* _Instrucciones de la tarea_: Localiza en el material todas las líneas que contienen la palabra "shirt" y cópialas. Ten en cuenta que se distinguen mayúsculas y minúsculas.

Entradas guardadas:

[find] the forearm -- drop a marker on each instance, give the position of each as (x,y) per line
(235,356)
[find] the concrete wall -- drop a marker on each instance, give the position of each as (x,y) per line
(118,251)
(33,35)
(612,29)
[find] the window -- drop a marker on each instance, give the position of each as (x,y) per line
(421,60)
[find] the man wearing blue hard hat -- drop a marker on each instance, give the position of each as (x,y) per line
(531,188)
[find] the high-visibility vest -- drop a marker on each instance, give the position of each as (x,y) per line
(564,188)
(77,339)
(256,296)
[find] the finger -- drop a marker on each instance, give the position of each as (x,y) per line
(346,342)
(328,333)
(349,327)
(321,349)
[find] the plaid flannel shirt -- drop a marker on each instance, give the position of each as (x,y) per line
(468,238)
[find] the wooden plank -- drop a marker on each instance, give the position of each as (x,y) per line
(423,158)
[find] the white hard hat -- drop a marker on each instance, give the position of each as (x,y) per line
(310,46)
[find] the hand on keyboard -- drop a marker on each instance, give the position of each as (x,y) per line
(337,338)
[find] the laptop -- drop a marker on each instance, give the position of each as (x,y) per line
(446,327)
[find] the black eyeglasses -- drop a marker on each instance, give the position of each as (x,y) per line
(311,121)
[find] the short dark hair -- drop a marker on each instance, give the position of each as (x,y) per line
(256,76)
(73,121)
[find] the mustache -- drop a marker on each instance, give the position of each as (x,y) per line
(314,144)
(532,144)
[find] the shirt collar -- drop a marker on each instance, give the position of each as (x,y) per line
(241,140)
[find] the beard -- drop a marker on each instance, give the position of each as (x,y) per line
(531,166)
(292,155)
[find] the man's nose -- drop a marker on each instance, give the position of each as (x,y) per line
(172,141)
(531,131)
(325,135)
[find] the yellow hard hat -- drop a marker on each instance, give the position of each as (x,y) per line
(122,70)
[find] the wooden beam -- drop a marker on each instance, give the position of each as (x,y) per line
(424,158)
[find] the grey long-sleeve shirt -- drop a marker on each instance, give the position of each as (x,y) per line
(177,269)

---

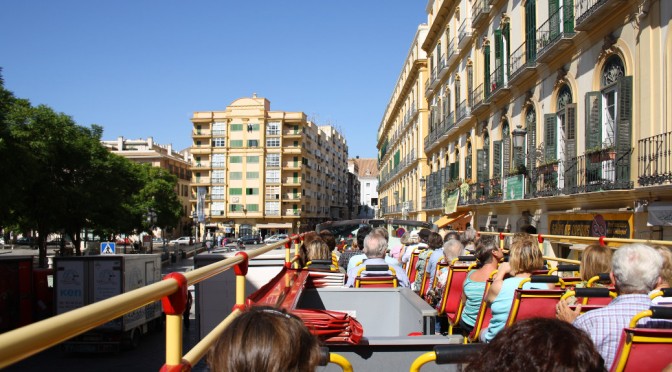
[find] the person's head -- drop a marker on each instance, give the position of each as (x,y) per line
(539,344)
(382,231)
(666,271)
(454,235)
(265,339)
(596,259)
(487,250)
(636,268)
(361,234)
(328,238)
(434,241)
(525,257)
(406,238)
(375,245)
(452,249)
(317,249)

* _Solución completa_:
[find] the plaid flannel shirt -- drop a marker on each instance, give the position of each as (x,y) per line
[find] the shirt collar -- drop a marker on each instance, give the position of each as (x,y) per line
[find] the grey long-sleeve shirt -- drop a marker on each instance, give the position of each as (x,y) per line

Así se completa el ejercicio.